Kumpulan Soal:
a) Terjemahkan kalimat dari catatan perjalanan ke Pontu ini ke dalam bahasa Inggris: "Beberapa orang ibu yang sedang mandi dan mencuci menyapa kami dengan bahasa hulu."
b) Teruskan catatan perjalanan ke Pontu mulai dari kalimat sesudah kalimat terakhirnya.

Setelah sahur kami tidak melanjutkan tidur karena jam 6 kami sudah harus sampai di rumah Mahyudin, dia akan mengantarkan kami ke danau Siawan dengan speedboat nya. Fahri memberikan uang 500 ribu kepada Mahyudin untuk pengganti bensin dan sedikit tambahan atas jasanya menjadi supir kami ke Pontu. Tanpa menghitung uang atau bertanya jumlah uang kepada Fahri dia langsung mengantongi uang itu. Sedikit khawatir Fahri bertanya kepada Mahyudin apakah uang itu cukup? Dan dia pun bilang "ah.. cukup lah tu, aman lah".
Sehari sebelumnya ketika kami merencanakan perjalanan ini bersama dia memang bilang ke kami kalau dia tidak terlalu hafal jalan ke Pontu, apa lagi kalau lewat pintas-pintas (jalan pintas). Dia baru dua kali mengendarai boat sendiri kesana, biasanya bagi orang yang baru-baru mengingat kalan diperlukan simbol-simbol sperti kantong plastik yang digantung dipepohonan untuk menandai jalan. Karena itu hari ini dia membawa penunjuk jalan bernama Upik. Anak kelas 2 SMP, dia tinggal di dusun Perdah Bunut Hulu, seperti bisa membaca pikiran saya Mahyudin buru-buru menambahkan kalau Upik sudah biasa bolak balik Pontu Bunut sendirian.
Perjalanan ke pontu memakan waktu 3 jam dengan speedboat 30 pk dar Bunut. Dua kali kami harus berbalik arah karena Mahyudin terlambat membelokkan speed ketika Upik mengsintruksikan untuk berbelok. Saya heran bagaimana dia bisa mengingat semua jalan-jalan pintas sungai-singai kecil ini, bagi saya sungai-sungai dan hutan-hutan ini nyaris tidak bisa dikenali.
Kampung Pontu berada di sungai batang siawan, nelayan yang tinggal di kampung ini bekerja di kedua danau besar yaitu danau Pontu dan Danau Siawan. Ketika akan memasuki perkampungan pontu Mahyudin melambatkan speednya karena kalau melewati keramba dan lantung di sungai kecil seperti itu tetap dengan kecepatan maksimal akan menimbulkan gelombang yang cukup besar sehingga akan mersusak lanting-lanting dan keramba para penduduk. Beberapa orang ibu yang sedang mandi dan mencuci menyapa kami dengan bahasa hulu. Kami membalas dengan lambaian. Saya mengira awalnya perkampungan nelayan Pntu tidak seramai ini dan perumahan mereka pun tidak permanen, tapi sebagian besar rumah disini sudah permanen dibagun dengan ranggung yang terbuat dari kayu belian. Ada juga saya lihat sebuah surau.
Kami langsung menemui pak Pendi di lantingnya, ketika kami masuk dia sedang membetulkan jala di halaman lanting. Kemudian membawa kami duntuk duduk dirumahnya, sepertnya rumah ini juga sekaligus warung. Beberapa keperluan rumah tangga seperti detergent dan sabun mandi dipajang dietalase. Pendi tidak seperti laki-laki Bunut kebanyakan yang kulitnya coklat terbakar matahari, pendi agak terlalu 'putih' untuk ukuran nelayan. Mimik wajahnya selalu serius, berbicara dengan nada datar dan dingin, saya merasa tidak nyaman ketika melihat mata pak Pendi yang tajam. Tampaknya Mahyudin merasa sedikit tegang apabila berbicara dengan Pendi.

Bagian Data:

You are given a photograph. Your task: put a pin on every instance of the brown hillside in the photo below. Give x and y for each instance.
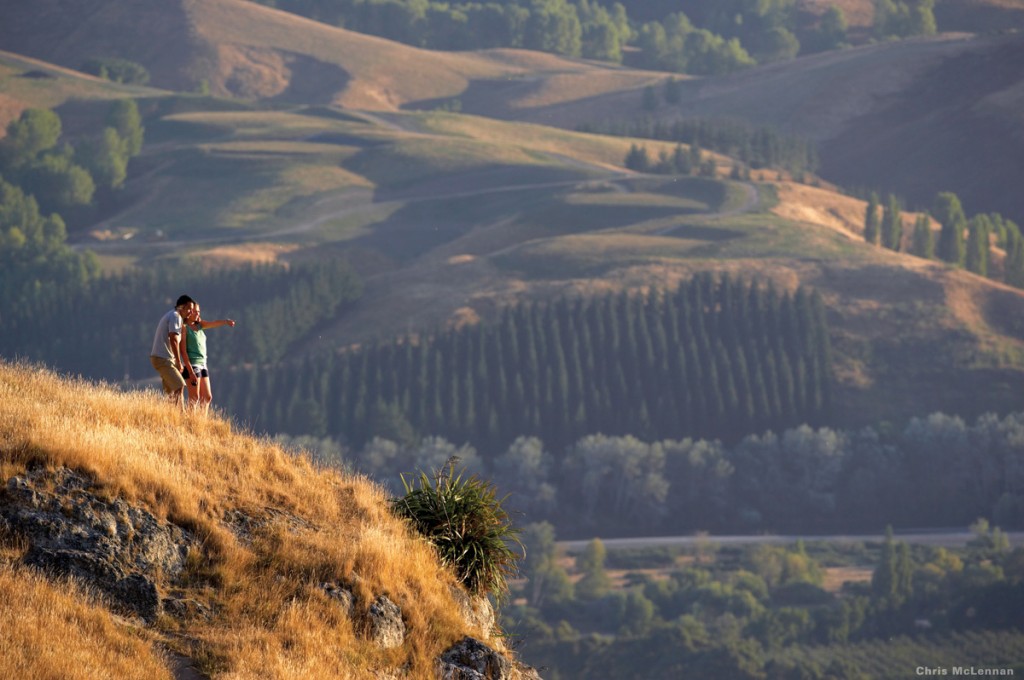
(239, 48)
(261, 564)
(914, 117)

Jawaban Tugas:
a) Several women who were bathing and washing greeted us in the upriver language.

b)
Entah kenapa Mahyudin selalu merasa memperkenalkan kami kepada orang-orang baru adalah tugasnya, padahal saya tadinya berencana mau membuka percakapan ini. Dia memperkenalkan kami kepada Pendi dalam bahasa Hulu, saya bisa menangkap beberpa inti pembicaraan itu yang pertama memperkenalkan kami, tujuan kami dan meminta izin jika nanti kami akan bermalam disini. Pendi menjawab dengan kalimat pendek-pendek yang intinya mendukung aktivitas kami bertiga. Setelah saya berkeliling melihat aktivitas warga yang di perkampungan, sebagian besar yang saya lihat adalah para perempuan kemana para pria? Menangkap ikan kah?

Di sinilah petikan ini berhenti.